---- DATA EXCERPTS

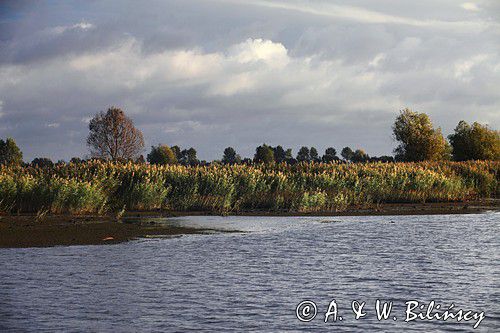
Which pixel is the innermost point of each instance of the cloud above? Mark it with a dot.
(240, 73)
(363, 15)
(77, 26)
(470, 6)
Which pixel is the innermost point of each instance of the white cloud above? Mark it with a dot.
(83, 25)
(470, 6)
(363, 15)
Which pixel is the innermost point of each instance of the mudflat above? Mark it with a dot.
(53, 230)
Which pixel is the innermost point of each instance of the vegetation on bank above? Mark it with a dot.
(105, 187)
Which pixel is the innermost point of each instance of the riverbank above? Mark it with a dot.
(100, 188)
(53, 230)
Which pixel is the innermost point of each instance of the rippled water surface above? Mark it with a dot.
(253, 280)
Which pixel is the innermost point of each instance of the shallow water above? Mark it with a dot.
(253, 280)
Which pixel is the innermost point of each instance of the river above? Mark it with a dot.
(253, 279)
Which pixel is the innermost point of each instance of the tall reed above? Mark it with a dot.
(100, 187)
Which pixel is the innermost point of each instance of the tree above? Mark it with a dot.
(347, 153)
(10, 154)
(330, 155)
(140, 160)
(42, 162)
(476, 142)
(230, 156)
(76, 160)
(113, 136)
(161, 154)
(360, 156)
(418, 140)
(188, 157)
(313, 154)
(264, 154)
(303, 155)
(279, 154)
(177, 151)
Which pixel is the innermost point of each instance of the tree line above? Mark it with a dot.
(113, 136)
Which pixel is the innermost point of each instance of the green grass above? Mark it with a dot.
(99, 188)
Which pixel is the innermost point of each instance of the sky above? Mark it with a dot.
(216, 73)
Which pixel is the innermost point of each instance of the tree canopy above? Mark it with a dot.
(476, 142)
(264, 154)
(230, 156)
(10, 154)
(114, 136)
(162, 154)
(418, 140)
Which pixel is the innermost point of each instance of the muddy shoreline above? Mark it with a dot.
(30, 231)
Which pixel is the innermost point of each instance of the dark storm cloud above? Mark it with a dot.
(210, 74)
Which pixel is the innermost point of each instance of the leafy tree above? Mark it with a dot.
(313, 154)
(330, 155)
(42, 162)
(76, 160)
(279, 154)
(304, 155)
(383, 158)
(114, 136)
(347, 153)
(10, 154)
(161, 154)
(476, 142)
(177, 151)
(188, 157)
(230, 156)
(264, 154)
(140, 160)
(360, 156)
(418, 140)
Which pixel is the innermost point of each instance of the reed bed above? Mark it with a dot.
(102, 187)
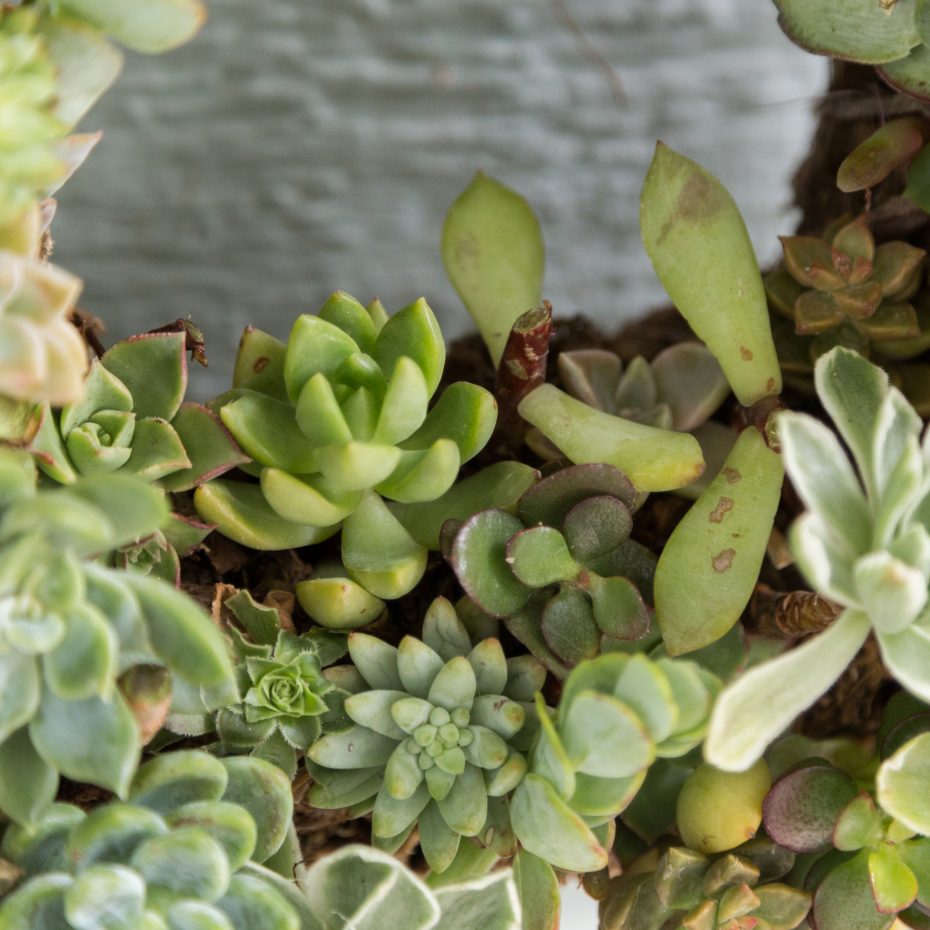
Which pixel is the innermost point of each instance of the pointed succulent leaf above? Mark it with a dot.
(107, 758)
(493, 252)
(753, 710)
(719, 547)
(241, 512)
(654, 459)
(700, 249)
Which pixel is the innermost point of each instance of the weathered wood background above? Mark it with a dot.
(299, 146)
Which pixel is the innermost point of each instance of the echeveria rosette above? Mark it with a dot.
(70, 627)
(286, 698)
(863, 543)
(338, 419)
(133, 420)
(185, 850)
(563, 572)
(439, 733)
(686, 890)
(618, 713)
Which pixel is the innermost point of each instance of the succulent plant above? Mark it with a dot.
(183, 851)
(337, 420)
(69, 627)
(888, 34)
(42, 356)
(286, 698)
(439, 733)
(360, 887)
(685, 890)
(844, 290)
(872, 867)
(563, 572)
(133, 420)
(864, 544)
(617, 714)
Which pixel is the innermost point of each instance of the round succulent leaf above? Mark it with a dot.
(479, 559)
(844, 901)
(618, 608)
(489, 663)
(901, 782)
(374, 709)
(195, 915)
(425, 475)
(240, 512)
(894, 886)
(22, 691)
(465, 807)
(111, 834)
(28, 783)
(596, 526)
(91, 740)
(858, 825)
(39, 903)
(84, 662)
(568, 626)
(185, 863)
(464, 413)
(802, 807)
(604, 737)
(105, 897)
(548, 828)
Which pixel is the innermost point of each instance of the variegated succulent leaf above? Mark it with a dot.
(439, 728)
(864, 544)
(70, 627)
(563, 571)
(617, 714)
(184, 850)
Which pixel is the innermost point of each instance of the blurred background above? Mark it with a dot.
(297, 147)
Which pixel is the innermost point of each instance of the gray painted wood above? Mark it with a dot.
(299, 146)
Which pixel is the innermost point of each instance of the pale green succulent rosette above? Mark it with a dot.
(183, 852)
(617, 715)
(336, 421)
(439, 733)
(70, 627)
(863, 543)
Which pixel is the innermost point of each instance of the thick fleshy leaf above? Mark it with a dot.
(493, 253)
(709, 567)
(549, 829)
(91, 740)
(653, 459)
(698, 244)
(27, 782)
(753, 710)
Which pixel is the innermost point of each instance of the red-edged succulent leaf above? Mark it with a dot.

--------

- _EXERCISE REQUIREMENTS_
Reprint the whole listing above exactly, taking out the pictures.

- _EXERCISE RESULT_
Which pixel is the innermost point of each instance of the cloud above? Mark it with a dot.
(240, 73)
(363, 15)
(77, 26)
(470, 6)
Which pixel is the innermost point of each instance of the white cloud above? Mark it with a dot.
(83, 25)
(470, 6)
(363, 15)
Which pixel is the innermost point of each instance of the mudflat above? Mark it with a dot.
(53, 230)
Which pixel is the innermost point of each instance of the vegetation on bank above? Mark it with a dot.
(105, 187)
Which pixel is the innermost point of each instance of the riverbank above? Mark it with a dot.
(100, 188)
(53, 230)
Which pixel is the innermost point of each instance of the rippled water surface above? Mark it with a dot.
(253, 280)
Which pixel is the innermost point of each instance of the shallow water above? Mark it with a dot.
(253, 280)
Which pixel is the innermost point of each instance of the river above? Mark it with a dot.
(253, 279)
Which pixel is the innermost point of each instance of the tall reed above? Mark it with a dot.
(100, 187)
Which pixel is the innermost point of each instance of the tree above? Mark it with a dot.
(347, 153)
(10, 154)
(330, 155)
(140, 160)
(42, 162)
(476, 142)
(230, 156)
(76, 160)
(113, 136)
(161, 154)
(360, 156)
(418, 140)
(188, 157)
(313, 154)
(264, 154)
(303, 155)
(279, 154)
(177, 151)
Which pixel is the innermost point of each instance of the tree line above? Mark it with a dot.
(113, 136)
Which pixel is the innermost point of each instance of the green grass above? Mark it with a dot.
(99, 188)
Which pixel is the innermost point of each instance of the sky above? Mark it with a dot.
(216, 73)
Which pixel is the innermost point of each instance of the tree canopy above? Mark it with a dot.
(476, 142)
(264, 154)
(230, 156)
(10, 154)
(114, 136)
(162, 154)
(418, 140)
Which pixel is the innermost point of each instance of the muddy shoreline above? Mark it with a dot.
(30, 231)
Which pixel is the innermost point of each instance of the dark storm cloud above? Mark it with a dot.
(210, 74)
Which pixel is the innermost point of each instance of the leafy tree above? Mark it with a dot.
(313, 154)
(330, 155)
(42, 162)
(76, 160)
(279, 154)
(304, 155)
(383, 158)
(114, 136)
(347, 153)
(10, 154)
(161, 154)
(476, 142)
(177, 151)
(188, 157)
(230, 156)
(264, 154)
(140, 160)
(360, 156)
(418, 140)
Which pixel is the innermost point of each instance of the reed bed above? Mark it with a dot.
(102, 187)
Which pixel is the innermost point of each instance of the pointed succulent leaf above? Mark it with a dot.
(107, 758)
(493, 252)
(753, 710)
(719, 547)
(241, 512)
(654, 459)
(700, 249)
Which pixel is the innermost point of each instance of the weathered wood background above? Mark it with a dot.
(299, 146)
Which pixel is the innermost point of each instance of the echeveria rosette above? Mark it with a dot.
(70, 627)
(286, 698)
(863, 543)
(338, 419)
(133, 420)
(185, 850)
(563, 572)
(439, 733)
(686, 890)
(618, 713)
Which pixel is the innermost point of each instance of the succulent plant above? Mark it with a dot.
(183, 851)
(337, 420)
(69, 627)
(888, 34)
(42, 356)
(286, 698)
(439, 733)
(360, 887)
(685, 890)
(844, 290)
(872, 867)
(563, 572)
(133, 420)
(864, 544)
(617, 714)
Which pixel is the innermost point of each instance of the round succulent leaf above? Mark it with a dot.
(479, 559)
(844, 901)
(618, 608)
(489, 663)
(901, 782)
(374, 709)
(195, 915)
(425, 475)
(240, 512)
(894, 886)
(22, 691)
(465, 807)
(111, 834)
(28, 783)
(596, 526)
(91, 740)
(858, 825)
(39, 903)
(84, 662)
(568, 626)
(185, 863)
(464, 413)
(802, 807)
(604, 737)
(105, 897)
(548, 828)
Which pixel is the innermost point of each instance of the variegated succulent leaf above? Mark it with a dot.
(439, 728)
(864, 544)
(70, 627)
(563, 571)
(617, 714)
(184, 850)
Which pixel is the innermost point of each instance of the blurred background above? Mark it with a dot.
(297, 147)
Which pixel is the innermost point of each instance of the gray painted wood above? Mark it with a dot.
(299, 146)
Which pixel is the innermost point of each instance of the pale green succulent rosette above? Mark it with a dot.
(183, 852)
(617, 715)
(336, 421)
(439, 733)
(70, 627)
(863, 543)
Which pixel is the innermost point of each instance of the thick fleshy leaf above? Mark it with a dot.
(493, 253)
(709, 567)
(549, 829)
(91, 740)
(653, 459)
(698, 244)
(27, 782)
(753, 710)
Which pixel is the innermost point of each instance of the red-edged succulent leaf above? Mark it with a dot.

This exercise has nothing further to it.